## REQUIRED WORK
a) Answer these questions from the lambda calculus post below, one per line: (i) What date does the post carry? (ii) What does the symbol I stand for in the Variable Assignment rule? (iii) Under what condition does the Boundary Removal rule apply?
b) List every reduction rule the lambda calculus post below names.

## SOURCE TEXT

[TYPES] Idea about how to simulate variable assignment in lambda calculus

Flavio Botelho fezsentido at gmail.com
Wed Aug 5 15:33:06 EDT 2009


I don't know if the idea might be useful for anything or maybe it's
not even new (i tried to look for it), but i would like to share it
anyways.

M,N  E  Terms  ::=   x | λx.M | M N | # M # | x := M

Reduction rules:

Beta:

(λx.M) N -> M[N/x]

Boundary Removal:

# M # -> M   (condition: If doesn't exist any variable assignment ':=' inside M)

Variable Assignment:

(λx1,x2,..,xn.# ... x:=M ... #) V1 V2 ... Vn -> (λx1,x2,..,xn. (λx.#
... I ... #) M) V1 V2 ... Vn

where  I = Identity = λx.x

x:=M becomes I and the variable x becomes binded at the boundary where
a redex is created with M as the applied term.

*** Important restriction, M should only have variables which are free
within the boundary and/or closed terms. More specifically, there
shouldn't exist a variable that is binded within the boundary (#...#).

## PROVIDED RECORDS
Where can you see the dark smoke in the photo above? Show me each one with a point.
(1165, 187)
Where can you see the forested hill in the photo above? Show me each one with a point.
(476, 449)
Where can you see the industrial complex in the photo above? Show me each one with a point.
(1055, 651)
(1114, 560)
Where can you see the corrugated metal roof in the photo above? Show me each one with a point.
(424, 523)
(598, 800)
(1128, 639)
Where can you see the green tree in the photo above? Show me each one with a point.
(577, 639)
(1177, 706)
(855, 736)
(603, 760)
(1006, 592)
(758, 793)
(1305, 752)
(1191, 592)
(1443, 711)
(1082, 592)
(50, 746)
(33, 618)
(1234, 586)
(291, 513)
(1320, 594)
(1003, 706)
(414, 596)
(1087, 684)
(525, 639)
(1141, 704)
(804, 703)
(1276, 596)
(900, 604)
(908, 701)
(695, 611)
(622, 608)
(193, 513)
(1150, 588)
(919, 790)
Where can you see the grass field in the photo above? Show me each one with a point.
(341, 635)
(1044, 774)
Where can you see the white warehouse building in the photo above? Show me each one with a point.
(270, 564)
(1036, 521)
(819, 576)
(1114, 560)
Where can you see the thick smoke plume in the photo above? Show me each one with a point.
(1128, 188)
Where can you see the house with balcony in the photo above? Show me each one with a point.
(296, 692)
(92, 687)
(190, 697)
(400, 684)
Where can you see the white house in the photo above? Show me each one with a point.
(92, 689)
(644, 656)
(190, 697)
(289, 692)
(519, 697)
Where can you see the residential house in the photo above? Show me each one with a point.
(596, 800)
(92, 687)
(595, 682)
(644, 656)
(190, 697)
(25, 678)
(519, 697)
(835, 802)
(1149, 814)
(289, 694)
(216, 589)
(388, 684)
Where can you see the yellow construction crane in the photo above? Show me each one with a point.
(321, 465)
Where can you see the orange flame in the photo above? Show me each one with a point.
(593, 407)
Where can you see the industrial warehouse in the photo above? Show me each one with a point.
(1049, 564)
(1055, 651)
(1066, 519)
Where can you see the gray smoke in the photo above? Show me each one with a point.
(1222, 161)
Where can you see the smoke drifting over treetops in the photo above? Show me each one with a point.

## EXPECTED RESPONSES
a)
(i) Wednesday, August 5, 2009
(ii) Identity, λx.x
(iii) When no variable assignment ':=' exists inside M

b)
Beta
Boundary Removal
Variable Assignment